• _Exercise_: Return every line of the material below word for word, leaving out the pictures.

"""

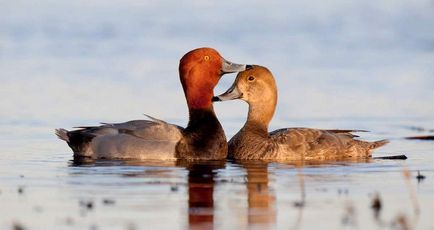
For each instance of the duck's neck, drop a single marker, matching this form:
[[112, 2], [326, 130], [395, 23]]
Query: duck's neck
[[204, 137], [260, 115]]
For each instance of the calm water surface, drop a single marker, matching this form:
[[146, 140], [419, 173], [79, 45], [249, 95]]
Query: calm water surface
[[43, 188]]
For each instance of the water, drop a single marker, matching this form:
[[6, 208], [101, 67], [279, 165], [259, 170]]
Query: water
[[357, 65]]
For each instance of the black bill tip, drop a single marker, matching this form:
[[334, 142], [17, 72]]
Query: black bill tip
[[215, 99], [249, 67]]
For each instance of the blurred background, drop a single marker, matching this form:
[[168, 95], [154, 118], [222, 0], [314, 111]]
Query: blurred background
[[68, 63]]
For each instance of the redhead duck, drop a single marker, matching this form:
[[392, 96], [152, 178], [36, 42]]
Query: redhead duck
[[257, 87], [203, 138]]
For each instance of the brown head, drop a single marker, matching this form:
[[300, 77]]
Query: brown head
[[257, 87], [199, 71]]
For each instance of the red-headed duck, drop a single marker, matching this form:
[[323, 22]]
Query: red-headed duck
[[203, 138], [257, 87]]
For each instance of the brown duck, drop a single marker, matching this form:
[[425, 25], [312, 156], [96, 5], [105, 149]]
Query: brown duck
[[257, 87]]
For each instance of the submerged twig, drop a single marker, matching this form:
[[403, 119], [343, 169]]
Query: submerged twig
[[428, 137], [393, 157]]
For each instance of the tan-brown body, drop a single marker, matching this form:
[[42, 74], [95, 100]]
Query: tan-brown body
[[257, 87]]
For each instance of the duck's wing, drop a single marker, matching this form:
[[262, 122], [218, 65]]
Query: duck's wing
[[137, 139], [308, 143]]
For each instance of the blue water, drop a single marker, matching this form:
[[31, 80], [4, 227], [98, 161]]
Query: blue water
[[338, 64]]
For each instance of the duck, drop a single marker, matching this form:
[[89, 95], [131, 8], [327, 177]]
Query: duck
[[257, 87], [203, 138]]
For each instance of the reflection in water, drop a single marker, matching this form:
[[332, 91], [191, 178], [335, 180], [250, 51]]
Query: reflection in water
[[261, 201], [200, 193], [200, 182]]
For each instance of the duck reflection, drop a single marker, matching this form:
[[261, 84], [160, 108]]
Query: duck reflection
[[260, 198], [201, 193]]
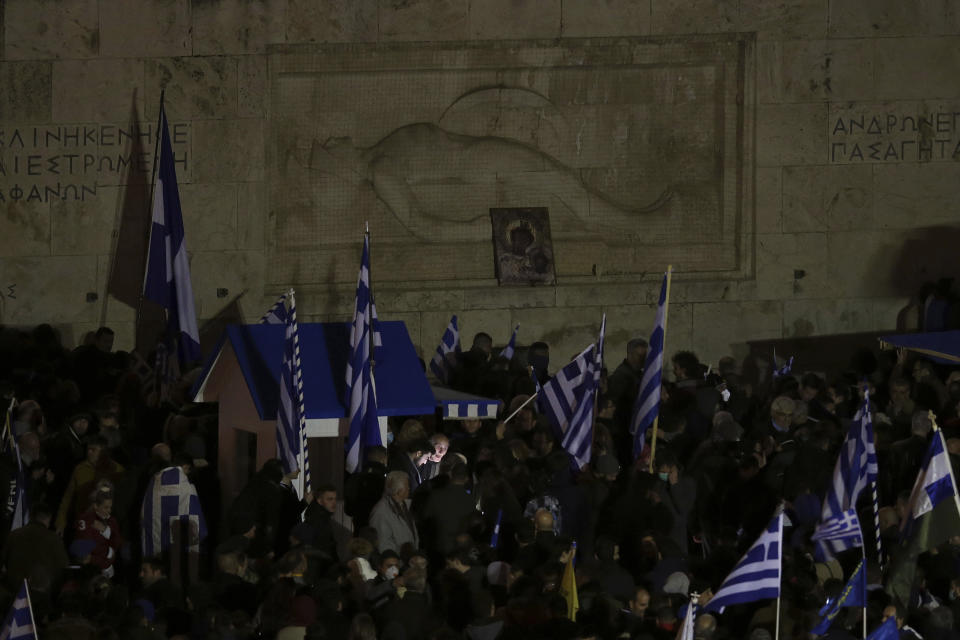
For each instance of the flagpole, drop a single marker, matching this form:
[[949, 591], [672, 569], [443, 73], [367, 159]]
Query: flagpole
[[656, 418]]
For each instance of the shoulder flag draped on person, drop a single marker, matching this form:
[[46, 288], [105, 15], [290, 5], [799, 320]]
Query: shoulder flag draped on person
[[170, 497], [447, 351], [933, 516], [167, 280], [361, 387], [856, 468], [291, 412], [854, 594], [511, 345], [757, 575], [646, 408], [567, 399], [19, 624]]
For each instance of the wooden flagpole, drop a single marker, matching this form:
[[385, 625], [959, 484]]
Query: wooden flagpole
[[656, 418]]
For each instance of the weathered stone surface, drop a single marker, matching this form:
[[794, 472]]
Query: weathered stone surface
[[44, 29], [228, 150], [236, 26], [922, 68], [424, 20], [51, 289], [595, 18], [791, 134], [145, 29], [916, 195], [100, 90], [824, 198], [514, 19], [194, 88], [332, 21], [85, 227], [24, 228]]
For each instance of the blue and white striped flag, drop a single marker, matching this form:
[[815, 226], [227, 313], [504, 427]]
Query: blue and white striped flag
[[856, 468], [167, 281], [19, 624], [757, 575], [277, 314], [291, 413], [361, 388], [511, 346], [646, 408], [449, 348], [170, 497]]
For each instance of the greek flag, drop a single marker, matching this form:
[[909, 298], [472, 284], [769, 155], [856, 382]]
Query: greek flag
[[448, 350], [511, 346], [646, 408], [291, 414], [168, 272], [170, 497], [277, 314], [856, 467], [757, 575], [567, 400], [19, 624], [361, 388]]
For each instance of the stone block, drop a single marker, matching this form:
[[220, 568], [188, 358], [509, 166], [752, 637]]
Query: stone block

"""

• _Answer to this problem_:
For each instance of the duck's neck, drop a single marker, matching this form:
[[112, 2], [326, 130], [395, 23]]
Query: duck's neck
[[204, 137], [260, 115]]
For each instance of the calm water surface, drop a single marker, matching this form:
[[146, 140], [419, 173], [79, 45], [249, 95]]
Query: calm water surface
[[43, 188]]
For each instance of the water, drop a single marker, matching this form:
[[6, 208], [101, 67], [279, 165], [259, 170]]
Query: water
[[357, 65]]
For each instance of the black bill tip, drop a single marker, matching this form:
[[334, 142], [17, 72]]
Query: black bill tip
[[215, 99], [249, 67]]
For each instance of the blurred background, drop a single marker, matching this form:
[[168, 95], [154, 118], [222, 0], [314, 111]]
Query: blurred background
[[68, 63]]
For each instance of the redhead duck, drop a single marker, matching this form:
[[392, 96], [152, 178], [36, 42]]
Query: redhead duck
[[257, 87], [203, 138]]
For each instance of the brown head, drop a single marker, matching this form:
[[300, 77]]
Query: brown head
[[257, 87], [199, 71]]
For each instance of the red-headed duck, drop a single marker, matching this form:
[[323, 22]]
Query: red-headed duck
[[203, 138], [257, 87]]
For each instance of the brown duck, drop a single marker, matching this form:
[[425, 25], [312, 156], [96, 5], [105, 149]]
Query: brown duck
[[257, 87]]
For each instance of the submerged twig, drop a single marker, matching this form:
[[403, 119], [343, 169]]
Query: submerged twig
[[428, 137], [393, 157]]
For each instance of the tan-brown body, drop a single marker, matching this form:
[[42, 74], [95, 100]]
Query: tan-brown body
[[257, 87]]
For each instance of the duck's wing, drop a single marker, matching this form:
[[262, 122], [218, 65]]
Query: duck's wing
[[137, 139], [308, 143]]
For each instance of the blue water, drop a single marker, matching this form:
[[31, 80], [4, 227], [98, 161]]
Query: blue water
[[338, 64]]
For each instance of the duck, drop a single marker, matching this form:
[[89, 95], [131, 8], [327, 177]]
Query: duck
[[257, 87], [203, 138]]
For each instance of the reflection in water, drop a single marker, matching this form:
[[332, 91], [191, 178], [335, 180], [250, 51]]
Query: reflection in water
[[261, 201], [200, 193], [200, 182]]
For each instance of the duck reflection, drop a single marker, matching this form:
[[261, 84], [160, 108]]
Query: duck reflection
[[260, 198], [201, 193]]
For each instance of the flagpole, drop a single marker, matching this form:
[[949, 591], [672, 569], [443, 73], [367, 159]]
Query: flagpole
[[656, 418]]
For each instance of the shoulder flag draped on person, drop a single marker, matching this form:
[[46, 288], [105, 15], [290, 5], [799, 320]]
Query: shoulder flag draped on person
[[170, 497], [447, 351], [933, 516], [167, 280], [361, 387], [856, 468], [291, 412], [854, 594], [511, 345], [757, 575], [646, 408], [567, 399], [19, 624]]
For each instance of the wooden flagpole, drop a single marker, matching this form:
[[385, 625], [959, 484]]
Query: wooden flagpole
[[656, 418]]
For each instance of the weathered stone surface, drop a single marker, matching this form:
[[794, 472]]
Query: weathered stone surface
[[44, 29], [228, 150], [236, 26], [922, 68], [424, 20], [51, 289], [595, 18], [791, 134], [145, 29], [916, 195], [100, 90], [824, 198], [514, 19], [194, 88], [332, 21], [85, 227], [24, 228]]
For each instance of the blue and white striped flag, drop a single marker, matching this form:
[[815, 226], [227, 313], [504, 427]]
Query: blue and white striped flag
[[856, 468], [167, 281], [19, 624], [757, 575], [277, 314], [291, 413], [361, 388], [511, 346], [646, 408], [449, 348], [170, 497]]
For each instance of the greek flag, drop a single marker, matching this form:
[[909, 298], [472, 284], [769, 155], [856, 382]]
Query: greek flag
[[448, 350], [511, 346], [646, 408], [291, 414], [168, 272], [170, 497], [277, 314], [856, 467], [757, 575], [567, 400], [19, 624], [361, 388]]
For each instance of the stone block, drop a single marker, matching this form:
[[220, 568], [188, 358], [509, 166], [752, 637]]
Query: stone block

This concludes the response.